# TASK DIRECTIONS:
Starting at the line that contains "roof in this photo." and continuing through the end of the material, write those lines out again with "Curb-usage audit" swapped for "Circuit photo review" and nothing else altered. Leave the pictures out.

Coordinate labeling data
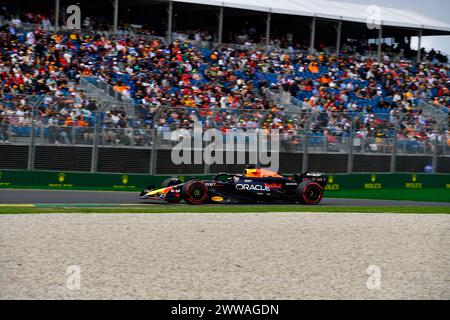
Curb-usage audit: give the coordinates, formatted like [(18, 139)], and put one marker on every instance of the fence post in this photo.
[(394, 152), (154, 153), (95, 144), (350, 150), (32, 147), (435, 153), (305, 144)]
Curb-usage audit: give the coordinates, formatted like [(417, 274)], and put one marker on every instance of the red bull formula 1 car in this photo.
[(254, 186)]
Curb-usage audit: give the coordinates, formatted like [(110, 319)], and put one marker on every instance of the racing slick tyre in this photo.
[(194, 192), (310, 192), (172, 181)]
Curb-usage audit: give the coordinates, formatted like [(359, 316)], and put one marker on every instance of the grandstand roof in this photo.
[(335, 10)]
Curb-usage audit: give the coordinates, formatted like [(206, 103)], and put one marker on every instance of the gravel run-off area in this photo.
[(225, 256)]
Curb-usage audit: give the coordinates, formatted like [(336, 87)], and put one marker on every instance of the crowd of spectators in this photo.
[(177, 84)]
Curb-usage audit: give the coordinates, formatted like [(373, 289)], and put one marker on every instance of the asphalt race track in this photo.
[(8, 196)]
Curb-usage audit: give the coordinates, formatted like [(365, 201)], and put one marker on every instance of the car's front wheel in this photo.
[(310, 192), (195, 192)]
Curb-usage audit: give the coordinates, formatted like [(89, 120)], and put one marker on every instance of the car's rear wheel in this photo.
[(310, 193), (195, 192)]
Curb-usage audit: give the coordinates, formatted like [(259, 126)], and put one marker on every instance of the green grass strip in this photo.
[(222, 209)]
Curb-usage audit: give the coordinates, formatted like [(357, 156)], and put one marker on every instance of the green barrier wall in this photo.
[(130, 182)]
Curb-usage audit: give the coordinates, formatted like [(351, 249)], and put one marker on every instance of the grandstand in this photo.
[(100, 99)]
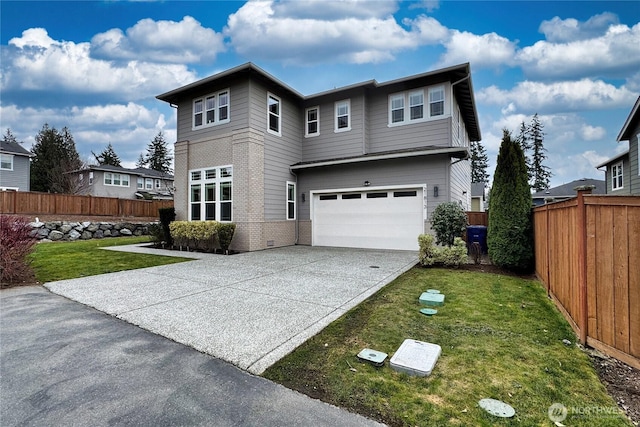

# TASK RESPONSE:
Circuit photo review: give the coordinates, formatted like [(359, 316)], and put one marker on every instance of the grandstand roof in this photo.
[(335, 10)]
Circuit photo review: give the coordinates, formatted like [(206, 103)], and put one marker on every instance of the gravel run-off area in this photo.
[(225, 256)]
Circuit photo review: give the coordinates, formatted like [(336, 87)], and put one marker on every instance of the crowd of spectators in this photo.
[(177, 84)]
Circuit photo review: give the coordinates, formatted like [(373, 289)], and put one marker on every instance of the asphalt race track in this photo.
[(8, 196)]
Circuit photo review: give the coordinates, formatted like [(365, 201)], and put one marker on every instance of the car's front wheel in this photo.
[(310, 192), (195, 192)]
Circuit photo review: give the coordinates, formatted like [(89, 120)], and put one marker on every instance of the car's rear wheel in this photo.
[(310, 193), (195, 192)]
Circuit photo review: give the coordinates, formatted like [(259, 126)], and put one marker on every instance of the green grass strip in this photo.
[(222, 209)]
Circuit photo review: give the coordinates, formatted like [(357, 156)], and put one marker on every instance of the green barrier wall in this photo.
[(130, 182)]
Circuit photo review: give the coordinates, formatted like [(351, 249)], and put one marker on every instance of the grandstand in this photo.
[(100, 99)]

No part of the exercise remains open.